═══ Data shown

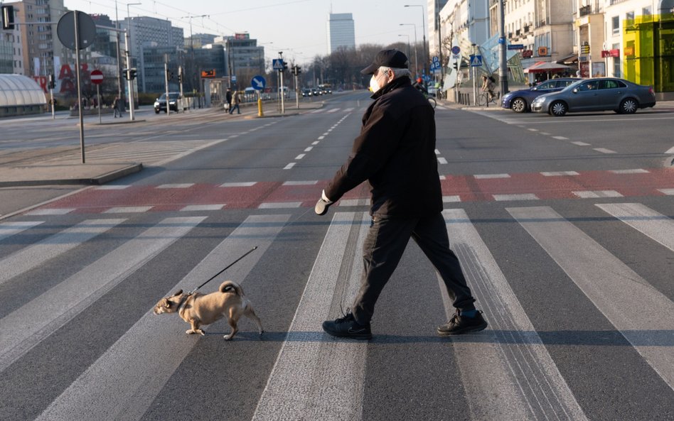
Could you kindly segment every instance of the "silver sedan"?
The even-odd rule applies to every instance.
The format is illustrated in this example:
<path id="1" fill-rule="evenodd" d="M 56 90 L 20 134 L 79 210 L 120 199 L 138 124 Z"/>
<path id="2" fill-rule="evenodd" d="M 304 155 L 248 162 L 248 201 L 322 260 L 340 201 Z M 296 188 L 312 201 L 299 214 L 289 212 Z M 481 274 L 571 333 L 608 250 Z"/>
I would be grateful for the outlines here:
<path id="1" fill-rule="evenodd" d="M 631 114 L 656 104 L 653 87 L 616 77 L 584 79 L 563 90 L 536 98 L 531 110 L 563 116 L 567 112 L 613 110 Z"/>

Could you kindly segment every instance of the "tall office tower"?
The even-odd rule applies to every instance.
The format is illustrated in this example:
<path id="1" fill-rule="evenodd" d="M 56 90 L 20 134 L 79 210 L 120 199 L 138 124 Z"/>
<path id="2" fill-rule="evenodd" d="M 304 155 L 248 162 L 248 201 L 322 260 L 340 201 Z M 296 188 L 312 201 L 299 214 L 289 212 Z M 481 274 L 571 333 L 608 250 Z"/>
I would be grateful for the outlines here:
<path id="1" fill-rule="evenodd" d="M 355 31 L 351 13 L 328 15 L 328 53 L 332 53 L 340 47 L 355 48 Z"/>

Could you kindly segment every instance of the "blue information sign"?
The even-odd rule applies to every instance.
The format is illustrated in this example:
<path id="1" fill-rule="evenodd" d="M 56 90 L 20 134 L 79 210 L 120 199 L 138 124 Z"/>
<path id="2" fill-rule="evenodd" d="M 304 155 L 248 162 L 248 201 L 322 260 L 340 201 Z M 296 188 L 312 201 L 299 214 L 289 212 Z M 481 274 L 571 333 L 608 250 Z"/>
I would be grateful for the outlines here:
<path id="1" fill-rule="evenodd" d="M 267 80 L 260 75 L 253 76 L 253 78 L 250 80 L 250 86 L 252 86 L 254 89 L 257 89 L 258 91 L 264 89 L 266 85 Z"/>

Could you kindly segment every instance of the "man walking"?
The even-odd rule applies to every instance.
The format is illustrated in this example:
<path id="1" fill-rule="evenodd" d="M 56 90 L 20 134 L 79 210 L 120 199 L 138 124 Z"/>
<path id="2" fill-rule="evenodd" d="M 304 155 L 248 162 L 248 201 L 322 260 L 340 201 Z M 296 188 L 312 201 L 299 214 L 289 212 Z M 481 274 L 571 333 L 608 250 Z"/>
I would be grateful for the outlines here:
<path id="1" fill-rule="evenodd" d="M 363 244 L 365 270 L 351 310 L 323 323 L 335 337 L 372 337 L 375 304 L 412 238 L 439 273 L 456 312 L 438 327 L 441 336 L 483 330 L 487 322 L 476 310 L 456 256 L 449 248 L 435 155 L 434 111 L 412 86 L 405 54 L 379 52 L 361 73 L 372 75 L 375 100 L 363 116 L 360 134 L 346 163 L 316 202 L 328 207 L 365 180 L 371 186 L 372 220 Z"/>

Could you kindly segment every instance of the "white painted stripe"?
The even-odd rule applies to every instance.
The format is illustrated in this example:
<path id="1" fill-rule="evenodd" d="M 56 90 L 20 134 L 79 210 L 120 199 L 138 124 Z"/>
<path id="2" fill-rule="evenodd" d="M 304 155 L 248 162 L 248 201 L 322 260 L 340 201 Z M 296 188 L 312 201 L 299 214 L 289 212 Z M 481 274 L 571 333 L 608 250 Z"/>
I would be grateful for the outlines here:
<path id="1" fill-rule="evenodd" d="M 358 246 L 347 256 L 354 219 L 360 226 Z M 368 343 L 335 341 L 322 332 L 321 323 L 336 316 L 330 309 L 339 298 L 333 295 L 341 273 L 349 274 L 341 300 L 353 299 L 358 292 L 363 266 L 358 257 L 363 253 L 368 222 L 365 213 L 335 214 L 253 421 L 361 418 Z M 341 270 L 342 262 L 349 262 L 351 267 Z"/>
<path id="2" fill-rule="evenodd" d="M 286 181 L 283 185 L 316 185 L 319 183 L 317 180 L 311 181 Z"/>
<path id="3" fill-rule="evenodd" d="M 190 204 L 186 206 L 183 209 L 180 209 L 181 212 L 203 212 L 203 211 L 213 211 L 213 210 L 221 210 L 223 207 L 226 206 L 225 204 Z"/>
<path id="4" fill-rule="evenodd" d="M 674 302 L 551 208 L 507 210 L 674 388 Z"/>
<path id="5" fill-rule="evenodd" d="M 117 207 L 111 207 L 107 211 L 104 212 L 104 214 L 134 214 L 134 213 L 142 213 L 146 212 L 147 211 L 152 209 L 151 206 L 121 206 Z"/>
<path id="6" fill-rule="evenodd" d="M 242 251 L 257 246 L 255 253 L 228 270 L 228 278 L 240 283 L 264 256 L 289 217 L 249 217 L 164 296 L 179 289 L 192 290 L 221 270 L 223 262 L 234 261 Z M 209 284 L 203 291 L 210 292 L 217 288 L 217 284 Z M 255 305 L 255 299 L 252 301 Z M 66 421 L 73 420 L 73 414 L 81 420 L 97 421 L 140 420 L 198 343 L 197 338 L 185 334 L 187 326 L 176 315 L 156 316 L 151 310 L 148 311 L 54 400 L 37 420 Z M 247 324 L 246 321 L 241 323 L 242 330 L 249 326 L 252 324 Z M 157 344 L 164 345 L 157 346 Z M 120 370 L 120 367 L 124 369 Z M 101 390 L 105 390 L 105 399 L 100 398 Z M 94 402 L 96 405 L 92 405 Z"/>
<path id="7" fill-rule="evenodd" d="M 301 202 L 269 202 L 260 203 L 257 209 L 294 209 L 301 205 Z"/>
<path id="8" fill-rule="evenodd" d="M 581 199 L 596 199 L 597 197 L 622 197 L 623 195 L 615 190 L 585 190 L 572 192 Z"/>
<path id="9" fill-rule="evenodd" d="M 26 222 L 3 222 L 0 224 L 0 241 L 17 234 L 21 231 L 26 231 L 29 228 L 33 228 L 37 225 L 43 224 L 43 221 L 26 221 Z"/>
<path id="10" fill-rule="evenodd" d="M 221 187 L 250 187 L 255 185 L 257 182 L 248 181 L 243 182 L 225 182 L 220 185 Z"/>
<path id="11" fill-rule="evenodd" d="M 194 185 L 193 182 L 183 182 L 178 184 L 163 184 L 157 186 L 158 189 L 187 189 Z"/>
<path id="12" fill-rule="evenodd" d="M 510 174 L 476 174 L 474 175 L 478 180 L 486 180 L 489 178 L 510 178 Z"/>
<path id="13" fill-rule="evenodd" d="M 614 174 L 648 174 L 648 171 L 642 168 L 634 168 L 633 170 L 611 170 L 609 173 Z"/>
<path id="14" fill-rule="evenodd" d="M 541 173 L 542 175 L 545 177 L 558 177 L 560 175 L 579 175 L 578 173 L 575 171 L 552 171 L 552 172 L 544 172 Z"/>
<path id="15" fill-rule="evenodd" d="M 123 190 L 130 187 L 131 185 L 106 185 L 98 186 L 97 187 L 96 187 L 96 190 Z"/>
<path id="16" fill-rule="evenodd" d="M 26 214 L 33 217 L 44 215 L 65 215 L 65 214 L 69 214 L 75 209 L 76 208 L 74 207 L 64 207 L 60 209 L 38 209 L 34 211 L 26 212 Z"/>
<path id="17" fill-rule="evenodd" d="M 466 212 L 448 209 L 442 214 L 452 249 L 489 323 L 479 339 L 476 336 L 476 340 L 450 339 L 470 418 L 587 420 Z M 449 319 L 455 309 L 439 277 L 438 282 Z"/>
<path id="18" fill-rule="evenodd" d="M 3 317 L 0 371 L 205 219 L 167 218 Z"/>
<path id="19" fill-rule="evenodd" d="M 370 206 L 370 199 L 342 199 L 339 201 L 339 206 Z"/>
<path id="20" fill-rule="evenodd" d="M 492 195 L 494 200 L 506 202 L 508 200 L 538 200 L 538 197 L 533 193 L 523 193 L 520 195 Z"/>
<path id="21" fill-rule="evenodd" d="M 0 260 L 0 285 L 102 234 L 125 219 L 87 219 Z"/>
<path id="22" fill-rule="evenodd" d="M 674 219 L 640 203 L 597 204 L 596 206 L 674 251 Z"/>

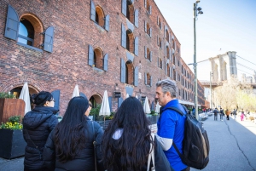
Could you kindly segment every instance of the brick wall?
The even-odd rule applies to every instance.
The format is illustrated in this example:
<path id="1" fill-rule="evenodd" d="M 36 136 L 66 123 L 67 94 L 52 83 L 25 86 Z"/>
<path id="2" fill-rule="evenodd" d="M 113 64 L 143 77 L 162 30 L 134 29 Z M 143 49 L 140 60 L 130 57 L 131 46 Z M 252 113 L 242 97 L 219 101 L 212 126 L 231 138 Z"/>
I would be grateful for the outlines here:
<path id="1" fill-rule="evenodd" d="M 93 22 L 90 19 L 90 1 L 3 1 L 0 3 L 0 92 L 10 91 L 22 86 L 27 81 L 29 87 L 36 91 L 53 91 L 61 89 L 61 114 L 62 115 L 72 97 L 75 84 L 79 84 L 80 92 L 90 98 L 94 94 L 102 96 L 108 90 L 108 96 L 113 96 L 115 84 L 125 98 L 125 84 L 120 83 L 120 58 L 126 62 L 125 49 L 121 46 L 121 24 L 128 28 L 128 20 L 121 12 L 121 1 L 94 0 L 96 6 L 102 8 L 105 15 L 109 14 L 109 31 Z M 150 101 L 154 100 L 155 83 L 159 78 L 165 79 L 165 67 L 158 67 L 158 57 L 163 60 L 163 66 L 167 58 L 165 48 L 157 46 L 157 37 L 161 38 L 163 46 L 166 44 L 164 26 L 167 26 L 172 36 L 169 45 L 172 46 L 172 38 L 176 43 L 176 49 L 180 43 L 175 37 L 170 26 L 166 23 L 154 1 L 148 1 L 152 7 L 151 14 L 144 7 L 144 1 L 134 1 L 134 9 L 139 9 L 138 28 L 134 26 L 133 37 L 139 37 L 138 56 L 134 55 L 133 67 L 139 66 L 142 79 L 138 79 L 138 86 L 134 87 L 134 94 L 141 90 L 142 94 L 148 96 Z M 6 38 L 4 35 L 8 4 L 17 12 L 20 20 L 32 15 L 37 20 L 35 37 L 37 48 L 42 48 L 43 36 L 38 31 L 54 26 L 55 37 L 53 53 L 39 52 L 17 44 L 17 42 Z M 98 10 L 98 9 L 97 9 Z M 162 29 L 157 25 L 157 18 L 162 22 Z M 152 28 L 150 37 L 144 31 L 144 21 Z M 102 21 L 101 21 L 102 22 Z M 88 65 L 88 47 L 100 48 L 102 56 L 108 54 L 108 71 L 96 70 Z M 144 46 L 153 52 L 152 61 L 144 57 Z M 133 47 L 133 46 L 130 46 Z M 133 52 L 133 48 L 131 52 Z M 174 53 L 177 61 L 180 60 L 180 53 Z M 174 66 L 170 60 L 170 67 Z M 176 73 L 180 73 L 180 66 L 175 65 Z M 144 83 L 144 73 L 152 76 L 152 87 Z M 171 77 L 172 78 L 172 77 Z M 129 77 L 129 83 L 133 79 Z M 181 87 L 179 82 L 177 86 Z M 189 89 L 190 92 L 191 90 Z M 113 108 L 117 100 L 113 98 Z"/>

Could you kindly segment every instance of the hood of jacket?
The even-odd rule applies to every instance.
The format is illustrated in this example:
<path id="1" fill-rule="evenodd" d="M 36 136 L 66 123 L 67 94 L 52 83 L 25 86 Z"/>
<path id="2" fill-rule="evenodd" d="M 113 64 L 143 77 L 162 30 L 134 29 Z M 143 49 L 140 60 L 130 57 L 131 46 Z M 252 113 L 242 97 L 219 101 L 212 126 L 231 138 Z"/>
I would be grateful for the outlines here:
<path id="1" fill-rule="evenodd" d="M 54 107 L 36 106 L 32 111 L 25 115 L 23 126 L 27 128 L 36 128 L 57 112 L 58 110 Z"/>

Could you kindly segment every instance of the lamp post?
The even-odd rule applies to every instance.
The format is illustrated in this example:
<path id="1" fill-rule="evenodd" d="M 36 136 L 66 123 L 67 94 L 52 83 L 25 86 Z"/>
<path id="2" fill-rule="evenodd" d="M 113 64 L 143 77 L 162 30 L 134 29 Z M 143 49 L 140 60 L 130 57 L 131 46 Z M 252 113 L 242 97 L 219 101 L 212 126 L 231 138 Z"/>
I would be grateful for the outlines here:
<path id="1" fill-rule="evenodd" d="M 211 109 L 212 109 L 212 71 L 210 71 L 210 91 L 211 91 L 211 101 L 210 101 L 210 108 Z"/>
<path id="2" fill-rule="evenodd" d="M 198 99 L 197 99 L 197 63 L 196 63 L 196 34 L 195 34 L 195 20 L 198 14 L 202 14 L 201 7 L 197 7 L 200 0 L 196 0 L 194 3 L 194 70 L 195 70 L 195 116 L 198 119 Z"/>

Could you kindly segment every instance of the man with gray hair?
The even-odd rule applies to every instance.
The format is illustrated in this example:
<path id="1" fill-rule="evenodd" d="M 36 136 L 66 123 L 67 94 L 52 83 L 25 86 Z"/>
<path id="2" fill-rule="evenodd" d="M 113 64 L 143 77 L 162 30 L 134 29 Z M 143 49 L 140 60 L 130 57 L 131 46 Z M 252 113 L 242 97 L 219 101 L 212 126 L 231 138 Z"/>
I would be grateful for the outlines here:
<path id="1" fill-rule="evenodd" d="M 174 142 L 179 151 L 183 153 L 186 116 L 167 109 L 175 107 L 187 114 L 184 108 L 178 103 L 178 100 L 176 99 L 176 94 L 177 85 L 174 81 L 165 79 L 156 83 L 155 98 L 162 107 L 160 112 L 160 117 L 157 122 L 158 130 L 155 136 L 174 170 L 188 171 L 190 170 L 190 167 L 183 163 L 174 146 L 172 145 Z"/>

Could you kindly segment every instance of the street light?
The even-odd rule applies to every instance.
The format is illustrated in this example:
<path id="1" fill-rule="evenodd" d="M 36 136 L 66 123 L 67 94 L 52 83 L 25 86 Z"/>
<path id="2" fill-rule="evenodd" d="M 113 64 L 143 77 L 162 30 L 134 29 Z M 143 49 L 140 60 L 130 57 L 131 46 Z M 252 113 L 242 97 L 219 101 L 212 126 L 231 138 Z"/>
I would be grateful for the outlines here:
<path id="1" fill-rule="evenodd" d="M 197 99 L 197 63 L 196 63 L 196 34 L 195 34 L 195 20 L 198 14 L 202 14 L 201 8 L 197 8 L 197 3 L 200 3 L 200 0 L 197 0 L 194 3 L 194 70 L 195 70 L 195 116 L 198 119 L 198 99 Z"/>
<path id="2" fill-rule="evenodd" d="M 212 71 L 210 71 L 210 91 L 211 91 L 211 101 L 210 101 L 210 108 L 211 108 L 211 110 L 212 109 L 212 75 L 213 75 L 213 72 Z"/>

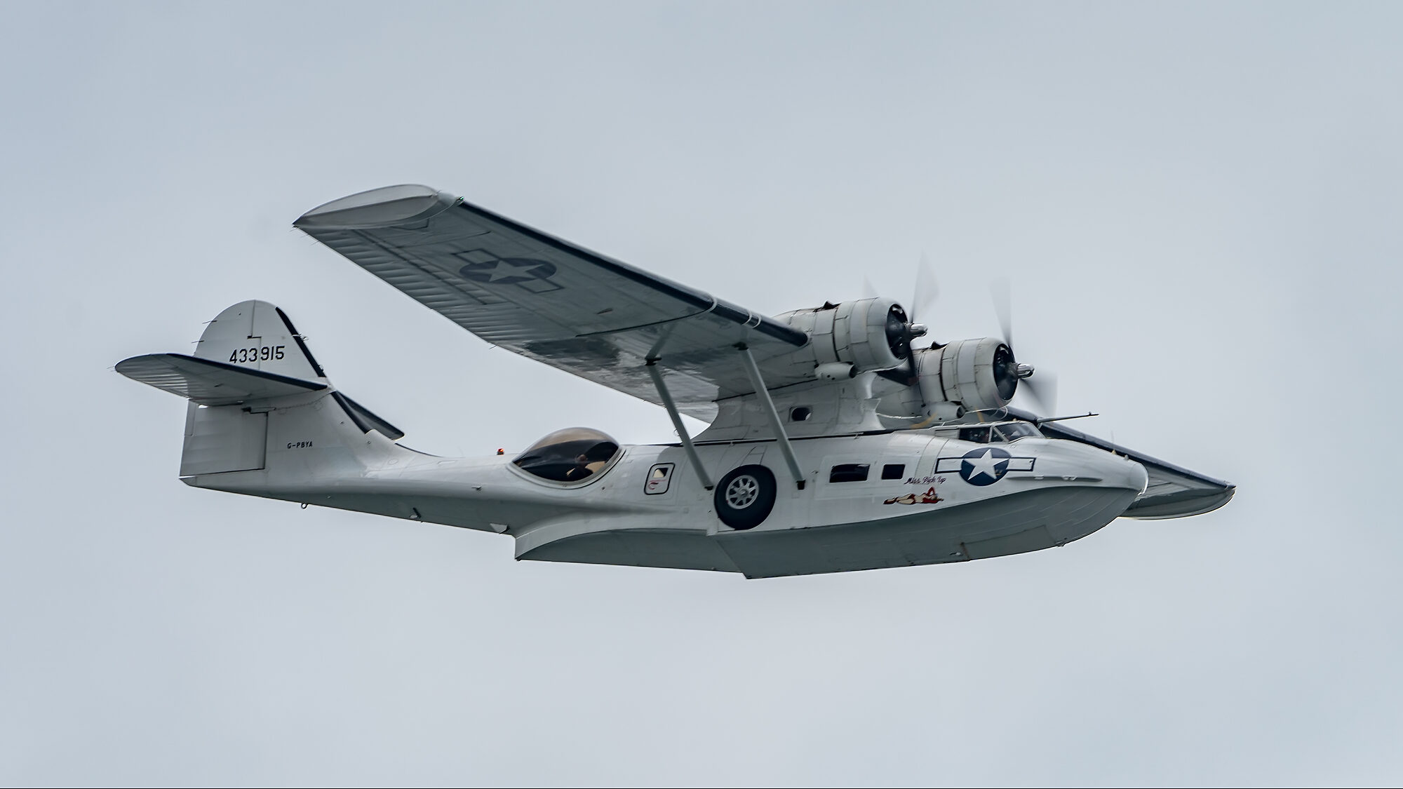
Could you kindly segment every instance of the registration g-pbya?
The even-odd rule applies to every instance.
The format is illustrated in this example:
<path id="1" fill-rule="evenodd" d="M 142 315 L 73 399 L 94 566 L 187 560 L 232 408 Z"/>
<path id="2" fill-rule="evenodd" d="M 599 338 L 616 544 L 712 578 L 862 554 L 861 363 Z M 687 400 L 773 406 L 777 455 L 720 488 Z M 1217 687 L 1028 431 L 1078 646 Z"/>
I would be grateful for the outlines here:
<path id="1" fill-rule="evenodd" d="M 679 439 L 568 427 L 515 455 L 417 452 L 250 300 L 194 354 L 116 365 L 189 400 L 187 484 L 508 535 L 518 559 L 751 578 L 1023 553 L 1233 496 L 1010 407 L 1038 378 L 1006 317 L 1002 338 L 919 345 L 890 299 L 766 317 L 418 185 L 295 226 L 487 343 L 666 409 Z"/>

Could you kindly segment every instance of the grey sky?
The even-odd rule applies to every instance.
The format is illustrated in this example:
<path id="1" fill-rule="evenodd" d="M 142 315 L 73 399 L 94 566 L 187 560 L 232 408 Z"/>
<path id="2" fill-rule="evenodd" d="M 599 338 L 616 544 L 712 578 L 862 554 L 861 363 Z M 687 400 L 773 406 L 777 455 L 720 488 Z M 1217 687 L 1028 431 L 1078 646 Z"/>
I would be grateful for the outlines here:
<path id="1" fill-rule="evenodd" d="M 130 6 L 130 7 L 128 7 Z M 20 4 L 0 782 L 1396 783 L 1397 4 Z M 290 229 L 427 183 L 751 309 L 909 299 L 1211 515 L 744 581 L 175 479 L 112 372 L 289 312 L 438 453 L 661 409 Z"/>

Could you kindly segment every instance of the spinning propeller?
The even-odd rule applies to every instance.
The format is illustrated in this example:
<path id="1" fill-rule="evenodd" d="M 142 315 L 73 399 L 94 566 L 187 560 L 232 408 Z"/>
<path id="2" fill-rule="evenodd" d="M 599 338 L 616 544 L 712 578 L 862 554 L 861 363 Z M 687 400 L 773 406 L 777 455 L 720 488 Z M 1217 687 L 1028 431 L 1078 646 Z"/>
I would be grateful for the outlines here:
<path id="1" fill-rule="evenodd" d="M 995 281 L 989 285 L 989 295 L 993 296 L 993 312 L 999 316 L 999 330 L 1003 331 L 1003 347 L 993 355 L 993 382 L 999 387 L 999 396 L 1012 400 L 1021 382 L 1034 409 L 1052 413 L 1056 409 L 1056 376 L 1042 371 L 1034 380 L 1033 365 L 1019 364 L 1013 355 L 1013 293 L 1009 281 Z"/>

══════

**Task statement:**
Lay out the stretch of the items above, from their start through the line containing "355 31 L 351", as a numbered list without blank lines. Omit the pictures.

**Task result:**
1. Could you kindly segment every instance of the "silver sedan"?
2. The even-odd rule applies to every instance.
3. The format is illustrated in this example:
4. <path id="1" fill-rule="evenodd" d="M 56 90 L 20 134 L 79 210 L 120 199 L 138 124 Z"/>
5. <path id="2" fill-rule="evenodd" d="M 304 155 L 248 162 L 248 201 L 322 260 L 340 201 Z M 296 188 L 312 201 L 299 214 L 289 212 Z M 481 274 L 571 333 L 608 250 Z"/>
6. I would be grateful for the outlines here:
7. <path id="1" fill-rule="evenodd" d="M 631 114 L 656 104 L 653 87 L 616 77 L 584 79 L 563 90 L 536 98 L 531 110 L 563 116 L 567 112 L 613 110 Z"/>
8. Could you kindly segment every instance of the "tall office tower"?
9. The even-odd rule applies to every instance.
10. The format is illustrated in this example:
11. <path id="1" fill-rule="evenodd" d="M 56 90 L 20 134 L 79 210 L 120 199 L 138 124 Z"/>
12. <path id="2" fill-rule="evenodd" d="M 304 155 L 248 162 L 248 201 L 322 260 L 340 201 Z M 296 188 L 312 201 L 299 214 L 289 212 Z M 481 274 L 571 333 L 608 250 Z"/>
13. I would be grateful for the outlines here:
14. <path id="1" fill-rule="evenodd" d="M 355 31 L 351 13 L 328 15 L 328 53 L 332 53 L 340 47 L 355 48 Z"/>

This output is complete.